Collected data:
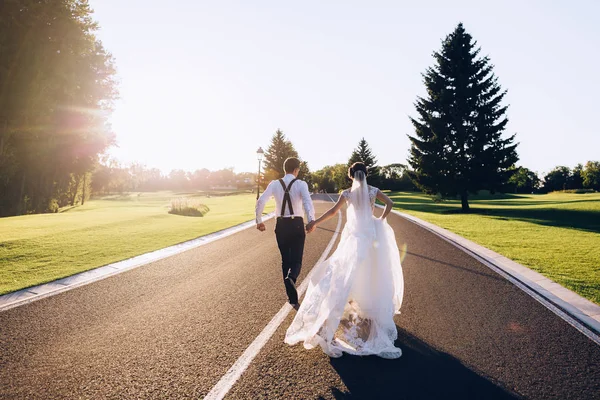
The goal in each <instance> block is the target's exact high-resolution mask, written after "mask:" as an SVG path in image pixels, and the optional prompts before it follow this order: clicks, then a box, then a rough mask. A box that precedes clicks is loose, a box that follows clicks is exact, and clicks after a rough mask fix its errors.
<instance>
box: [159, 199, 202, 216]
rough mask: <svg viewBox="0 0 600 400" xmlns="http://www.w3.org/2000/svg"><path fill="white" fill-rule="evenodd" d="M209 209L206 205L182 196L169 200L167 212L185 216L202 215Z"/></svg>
mask: <svg viewBox="0 0 600 400" xmlns="http://www.w3.org/2000/svg"><path fill="white" fill-rule="evenodd" d="M209 211H210V209H209V208H208V206H207V205H205V204H202V203H200V202H198V201H195V200H192V199H187V198H184V197H181V198H178V199H173V200H171V208H170V209H169V214H177V215H185V216H187V217H204V215H206V213H207V212H209Z"/></svg>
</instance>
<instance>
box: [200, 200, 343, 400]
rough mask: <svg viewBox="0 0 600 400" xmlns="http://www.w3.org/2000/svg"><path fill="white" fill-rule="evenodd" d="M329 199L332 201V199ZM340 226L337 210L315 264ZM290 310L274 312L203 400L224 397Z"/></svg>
mask: <svg viewBox="0 0 600 400" xmlns="http://www.w3.org/2000/svg"><path fill="white" fill-rule="evenodd" d="M329 198H330V199H331V196H329ZM331 200H332V201H333V199H331ZM341 226H342V213H341V211H338V223H337V227H336V228H335V232H334V234H333V236H332V237H331V240H330V241H329V244H328V245H327V247H326V248H325V251H324V252H323V254H321V258H319V260H318V261H317V263H316V264H315V265H319V264H320V263H321V262H323V261H324V260H325V258H327V255H328V254H329V252H330V251H331V248H332V247H333V245H334V243H335V241H336V239H337V236H338V234H339V232H340V227H341ZM313 271H314V268H313V269H312V270H311V271H310V272H309V273H308V275H307V276H306V278H304V280H303V281H302V283H301V284H300V287H299V288H298V296H299V297H300V296H302V294H303V293H304V292H305V291H306V288H307V287H308V282H309V281H310V277H311V275H312V272H313ZM291 310H292V306H291V305H289V304H287V303H286V304H285V305H284V306H283V307H281V310H279V312H278V313H277V314H275V316H274V317H273V319H271V321H270V322H269V323H268V324H267V326H265V328H264V329H263V330H262V332H261V333H260V334H259V335H258V336H257V337H256V339H254V341H253V342H252V343H250V346H248V348H247V349H246V350H245V351H244V352H243V353H242V355H241V356H240V358H238V359H237V361H236V362H235V363H234V364H233V365H232V366H231V368H229V370H228V371H227V372H226V373H225V375H223V377H222V378H221V379H220V380H219V382H217V384H216V385H215V386H214V387H213V388H212V389H211V390H210V392H208V394H207V395H206V397H204V400H216V399H219V400H220V399H222V398H223V397H225V395H226V394H227V392H229V390H231V388H232V387H233V385H234V384H235V382H236V381H237V380H238V379H239V378H240V376H242V374H243V373H244V371H245V370H246V368H248V366H249V365H250V363H251V362H252V360H254V357H256V356H257V355H258V353H259V352H260V350H261V349H262V348H263V347H264V345H265V344H267V342H268V341H269V339H271V336H273V334H274V333H275V331H276V330H277V328H279V326H280V325H281V324H282V323H283V321H285V319H286V317H287V316H288V314H289V313H290V311H291Z"/></svg>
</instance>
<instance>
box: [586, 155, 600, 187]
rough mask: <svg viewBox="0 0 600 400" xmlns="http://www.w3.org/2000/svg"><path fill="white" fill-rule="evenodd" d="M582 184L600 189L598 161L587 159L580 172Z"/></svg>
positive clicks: (599, 168)
mask: <svg viewBox="0 0 600 400" xmlns="http://www.w3.org/2000/svg"><path fill="white" fill-rule="evenodd" d="M582 175H583V186H584V187H585V188H588V189H594V190H596V191H600V161H588V162H587V163H585V167H584V169H583V172H582Z"/></svg>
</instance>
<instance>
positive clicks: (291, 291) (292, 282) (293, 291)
mask: <svg viewBox="0 0 600 400" xmlns="http://www.w3.org/2000/svg"><path fill="white" fill-rule="evenodd" d="M284 283H285V291H286V292H287V295H288V299H289V301H290V304H292V305H293V304H298V291H297V290H296V284H295V283H294V281H293V280H292V278H290V277H287V278H285V281H284Z"/></svg>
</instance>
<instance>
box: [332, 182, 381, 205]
mask: <svg viewBox="0 0 600 400" xmlns="http://www.w3.org/2000/svg"><path fill="white" fill-rule="evenodd" d="M350 191H351V189H346V190H344V191H343V192H342V194H341V195H342V197H343V198H345V199H346V201H348V199H349V198H350ZM378 191H379V189H378V188H376V187H375V186H371V185H369V200H371V207H375V200H376V199H377V192H378Z"/></svg>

> _Activity_: The copy you produce must repeat all the entries exactly and contain no pictures.

> _Answer section_:
The goal in each <instance> block is the target's exact high-resolution mask, written after "mask:" as an SVG path in image pixels, and the optional prompts before it follow this order: clicks, then a box, then a rough mask. A box that precedes clicks is loose, a box that follows clicks is exact, and clicks after a rough mask fix its errors.
<instance>
box: [159, 199, 202, 216]
rough mask: <svg viewBox="0 0 600 400" xmlns="http://www.w3.org/2000/svg"><path fill="white" fill-rule="evenodd" d="M209 209L206 205L182 196L169 200L167 212L185 216L202 215Z"/></svg>
mask: <svg viewBox="0 0 600 400" xmlns="http://www.w3.org/2000/svg"><path fill="white" fill-rule="evenodd" d="M209 211H210V209H209V208H208V206H207V205H205V204H202V203H200V202H198V201H195V200H192V199H187V198H184V197H181V198H178V199H173V200H171V208H170V209H169V214H177V215H185V216H187V217H204V215H206V213H207V212H209Z"/></svg>
</instance>
<instance>
box: [200, 200, 343, 400]
rough mask: <svg viewBox="0 0 600 400" xmlns="http://www.w3.org/2000/svg"><path fill="white" fill-rule="evenodd" d="M329 199L332 201V199ZM340 226L337 210L315 264ZM290 310L274 312L203 400L224 397Z"/></svg>
mask: <svg viewBox="0 0 600 400" xmlns="http://www.w3.org/2000/svg"><path fill="white" fill-rule="evenodd" d="M329 198H330V199H331V196H329ZM331 200H332V201H333V199H331ZM341 226H342V213H341V211H338V223H337V227H336V228H335V232H334V234H333V236H332V237H331V240H330V241H329V244H328V245H327V247H326V248H325V251H324V252H323V254H321V258H319V260H318V261H317V263H316V264H315V265H319V264H320V263H321V262H323V261H324V260H325V258H327V255H328V254H329V252H330V251H331V248H332V247H333V245H334V243H335V241H336V239H337V236H338V234H339V232H340V227H341ZM313 271H314V268H313V269H312V270H311V271H310V272H309V273H308V275H307V276H306V278H304V280H303V281H302V283H301V284H300V287H299V288H298V296H299V297H300V296H302V294H303V293H304V292H305V291H306V288H307V287H308V282H309V281H310V277H311V275H312V272H313ZM291 310H292V306H291V305H289V304H287V303H286V304H285V305H284V306H283V307H281V310H279V312H278V313H277V314H275V316H274V317H273V319H271V321H270V322H269V323H268V324H267V326H265V328H264V329H263V330H262V332H261V333H260V334H259V335H258V336H257V337H256V339H254V341H253V342H252V343H250V346H248V348H247V349H246V350H245V351H244V352H243V353H242V355H241V356H240V358H238V359H237V361H236V362H235V363H234V364H233V365H232V366H231V368H229V370H228V371H227V372H226V373H225V375H223V377H222V378H221V379H220V380H219V382H217V384H216V385H215V386H214V387H213V388H212V389H211V390H210V392H208V394H207V395H206V397H204V400H216V399H219V400H220V399H222V398H223V397H225V395H226V394H227V392H229V390H231V388H232V387H233V385H234V384H235V382H236V381H237V380H238V379H239V378H240V376H242V374H243V373H244V371H245V370H246V368H248V366H249V365H250V363H251V362H252V360H254V357H256V356H257V355H258V353H259V352H260V350H261V349H262V348H263V347H264V345H265V344H267V342H268V341H269V339H271V336H273V334H274V333H275V331H276V330H277V328H279V326H280V325H281V324H282V323H283V321H285V319H286V317H287V316H288V314H289V313H290V311H291Z"/></svg>
</instance>
<instance>
box: [586, 155, 600, 187]
rough mask: <svg viewBox="0 0 600 400" xmlns="http://www.w3.org/2000/svg"><path fill="white" fill-rule="evenodd" d="M582 184L600 189L598 161L587 159L580 172Z"/></svg>
positive clicks: (599, 168)
mask: <svg viewBox="0 0 600 400" xmlns="http://www.w3.org/2000/svg"><path fill="white" fill-rule="evenodd" d="M582 175H583V186H584V187H585V188H588V189H594V190H596V191H600V161H588V162H587V163H585V167H584V169H583V172H582Z"/></svg>
</instance>
<instance>
positive clicks: (291, 291) (292, 282) (293, 291)
mask: <svg viewBox="0 0 600 400" xmlns="http://www.w3.org/2000/svg"><path fill="white" fill-rule="evenodd" d="M284 283H285V291H286V292H287V295H288V299H289V301H290V304H292V305H293V304H298V291H297V290H296V284H295V283H294V281H293V280H292V278H290V277H287V278H285V281H284Z"/></svg>
</instance>
<instance>
box: [332, 182, 381, 205]
mask: <svg viewBox="0 0 600 400" xmlns="http://www.w3.org/2000/svg"><path fill="white" fill-rule="evenodd" d="M350 191H351V189H346V190H344V191H343V192H342V194H341V195H342V197H343V198H345V199H346V201H348V199H349V198H350ZM378 191H379V189H378V188H376V187H375V186H371V185H369V200H371V207H375V200H376V199H377V192H378Z"/></svg>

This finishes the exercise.